(Stored entries)
§ §

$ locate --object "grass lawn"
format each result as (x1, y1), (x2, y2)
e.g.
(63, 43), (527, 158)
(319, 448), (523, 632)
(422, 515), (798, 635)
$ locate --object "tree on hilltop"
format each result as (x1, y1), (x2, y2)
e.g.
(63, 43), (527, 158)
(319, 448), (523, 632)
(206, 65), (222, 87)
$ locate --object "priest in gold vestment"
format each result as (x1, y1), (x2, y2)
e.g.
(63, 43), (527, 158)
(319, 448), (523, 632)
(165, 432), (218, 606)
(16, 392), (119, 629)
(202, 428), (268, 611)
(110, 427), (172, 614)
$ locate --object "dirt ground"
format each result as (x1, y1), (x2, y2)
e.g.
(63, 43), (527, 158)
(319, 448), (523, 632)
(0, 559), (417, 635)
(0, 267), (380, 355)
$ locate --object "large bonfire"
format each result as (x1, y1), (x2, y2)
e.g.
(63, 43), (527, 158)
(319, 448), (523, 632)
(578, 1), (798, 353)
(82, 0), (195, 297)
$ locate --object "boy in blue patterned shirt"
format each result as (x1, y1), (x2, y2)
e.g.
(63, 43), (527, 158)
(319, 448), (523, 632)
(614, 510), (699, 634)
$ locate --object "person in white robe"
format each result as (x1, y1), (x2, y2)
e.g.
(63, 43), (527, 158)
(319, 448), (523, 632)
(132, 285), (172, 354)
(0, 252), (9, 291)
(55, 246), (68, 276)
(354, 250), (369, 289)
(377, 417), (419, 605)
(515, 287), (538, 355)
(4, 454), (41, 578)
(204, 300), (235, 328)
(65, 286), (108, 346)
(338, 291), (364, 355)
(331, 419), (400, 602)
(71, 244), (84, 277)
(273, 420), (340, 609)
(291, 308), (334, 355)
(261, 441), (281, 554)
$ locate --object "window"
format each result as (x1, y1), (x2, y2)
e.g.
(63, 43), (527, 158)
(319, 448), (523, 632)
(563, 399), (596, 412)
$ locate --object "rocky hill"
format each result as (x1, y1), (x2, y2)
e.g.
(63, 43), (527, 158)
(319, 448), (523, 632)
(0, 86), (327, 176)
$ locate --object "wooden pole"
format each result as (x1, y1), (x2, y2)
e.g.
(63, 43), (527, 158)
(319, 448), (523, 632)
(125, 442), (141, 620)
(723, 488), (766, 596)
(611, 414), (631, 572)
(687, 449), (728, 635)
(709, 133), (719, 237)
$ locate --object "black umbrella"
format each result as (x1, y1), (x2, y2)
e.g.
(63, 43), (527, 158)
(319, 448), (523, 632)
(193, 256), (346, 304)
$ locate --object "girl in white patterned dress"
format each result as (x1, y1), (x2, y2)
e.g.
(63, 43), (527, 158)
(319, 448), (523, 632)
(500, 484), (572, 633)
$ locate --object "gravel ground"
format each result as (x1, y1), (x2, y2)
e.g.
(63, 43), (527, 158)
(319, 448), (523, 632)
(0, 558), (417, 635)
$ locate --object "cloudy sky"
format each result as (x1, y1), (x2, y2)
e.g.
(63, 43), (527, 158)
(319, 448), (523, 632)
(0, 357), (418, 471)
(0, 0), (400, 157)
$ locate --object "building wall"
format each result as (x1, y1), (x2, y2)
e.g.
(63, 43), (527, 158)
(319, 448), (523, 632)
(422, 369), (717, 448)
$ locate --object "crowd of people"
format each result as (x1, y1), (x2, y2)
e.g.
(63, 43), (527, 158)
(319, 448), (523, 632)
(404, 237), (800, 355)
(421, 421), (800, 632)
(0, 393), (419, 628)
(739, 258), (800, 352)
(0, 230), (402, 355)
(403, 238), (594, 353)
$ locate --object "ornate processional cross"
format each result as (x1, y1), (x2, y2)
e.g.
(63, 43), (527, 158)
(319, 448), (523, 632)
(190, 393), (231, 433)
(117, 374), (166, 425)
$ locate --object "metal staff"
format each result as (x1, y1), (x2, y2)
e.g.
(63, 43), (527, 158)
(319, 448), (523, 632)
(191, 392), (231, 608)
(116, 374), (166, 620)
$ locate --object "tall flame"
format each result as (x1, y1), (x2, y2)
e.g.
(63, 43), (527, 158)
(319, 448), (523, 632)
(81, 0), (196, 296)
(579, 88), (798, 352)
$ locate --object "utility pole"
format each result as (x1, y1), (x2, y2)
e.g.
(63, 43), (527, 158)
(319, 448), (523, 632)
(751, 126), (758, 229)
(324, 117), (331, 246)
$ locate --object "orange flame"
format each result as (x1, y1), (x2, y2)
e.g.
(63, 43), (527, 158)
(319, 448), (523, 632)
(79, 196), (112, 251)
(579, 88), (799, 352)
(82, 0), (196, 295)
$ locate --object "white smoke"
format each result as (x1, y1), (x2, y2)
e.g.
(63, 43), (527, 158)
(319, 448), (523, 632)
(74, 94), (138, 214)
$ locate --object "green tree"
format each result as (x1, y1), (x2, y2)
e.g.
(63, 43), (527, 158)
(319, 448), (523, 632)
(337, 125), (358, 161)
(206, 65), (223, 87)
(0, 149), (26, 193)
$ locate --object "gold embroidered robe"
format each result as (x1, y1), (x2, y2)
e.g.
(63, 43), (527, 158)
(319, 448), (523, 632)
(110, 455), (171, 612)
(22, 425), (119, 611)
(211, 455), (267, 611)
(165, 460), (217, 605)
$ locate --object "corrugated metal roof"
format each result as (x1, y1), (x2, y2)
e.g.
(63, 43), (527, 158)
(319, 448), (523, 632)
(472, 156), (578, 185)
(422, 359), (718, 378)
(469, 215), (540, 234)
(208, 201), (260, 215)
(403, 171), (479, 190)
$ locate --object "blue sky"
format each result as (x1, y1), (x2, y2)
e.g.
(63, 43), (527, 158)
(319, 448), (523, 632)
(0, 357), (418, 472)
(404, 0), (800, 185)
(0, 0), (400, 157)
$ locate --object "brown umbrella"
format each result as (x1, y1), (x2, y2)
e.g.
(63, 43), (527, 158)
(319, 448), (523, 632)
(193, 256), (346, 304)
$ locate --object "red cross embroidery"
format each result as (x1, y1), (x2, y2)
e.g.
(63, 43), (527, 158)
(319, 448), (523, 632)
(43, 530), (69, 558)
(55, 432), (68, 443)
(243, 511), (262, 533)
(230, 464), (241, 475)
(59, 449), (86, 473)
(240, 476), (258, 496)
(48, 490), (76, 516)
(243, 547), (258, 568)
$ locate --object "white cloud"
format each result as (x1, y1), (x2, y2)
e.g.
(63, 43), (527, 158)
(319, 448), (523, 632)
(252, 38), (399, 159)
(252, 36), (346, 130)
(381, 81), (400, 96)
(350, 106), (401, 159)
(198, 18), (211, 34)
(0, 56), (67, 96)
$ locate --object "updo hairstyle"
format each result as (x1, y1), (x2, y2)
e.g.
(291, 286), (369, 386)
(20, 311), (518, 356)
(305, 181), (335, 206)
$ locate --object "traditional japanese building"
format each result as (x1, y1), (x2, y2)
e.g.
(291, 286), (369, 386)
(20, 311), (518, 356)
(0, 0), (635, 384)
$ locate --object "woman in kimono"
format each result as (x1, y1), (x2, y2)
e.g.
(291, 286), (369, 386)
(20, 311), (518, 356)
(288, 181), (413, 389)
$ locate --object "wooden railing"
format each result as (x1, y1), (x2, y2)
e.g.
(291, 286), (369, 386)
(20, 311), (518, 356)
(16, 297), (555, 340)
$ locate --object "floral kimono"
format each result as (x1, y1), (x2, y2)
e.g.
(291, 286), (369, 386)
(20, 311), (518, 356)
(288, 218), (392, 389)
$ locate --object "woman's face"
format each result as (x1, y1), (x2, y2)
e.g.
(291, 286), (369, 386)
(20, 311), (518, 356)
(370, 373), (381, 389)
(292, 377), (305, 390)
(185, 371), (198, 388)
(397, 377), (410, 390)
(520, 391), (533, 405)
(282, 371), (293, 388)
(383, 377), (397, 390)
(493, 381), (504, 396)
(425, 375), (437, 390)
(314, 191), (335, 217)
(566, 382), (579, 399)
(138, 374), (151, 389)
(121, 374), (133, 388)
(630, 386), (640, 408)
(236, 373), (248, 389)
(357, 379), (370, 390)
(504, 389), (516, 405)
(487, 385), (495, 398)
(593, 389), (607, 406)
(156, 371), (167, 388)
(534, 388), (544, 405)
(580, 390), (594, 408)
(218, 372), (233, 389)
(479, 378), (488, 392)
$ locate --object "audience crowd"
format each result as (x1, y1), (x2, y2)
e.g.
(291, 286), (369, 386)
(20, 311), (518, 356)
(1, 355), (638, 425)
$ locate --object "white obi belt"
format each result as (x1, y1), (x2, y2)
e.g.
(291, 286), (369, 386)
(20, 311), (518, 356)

§ §

## Work request
Check every line of the data above for the string "kimono", and copy those that have it.

## Output
$ locate --object "woman in kimono"
$ locate --object "floral kimono"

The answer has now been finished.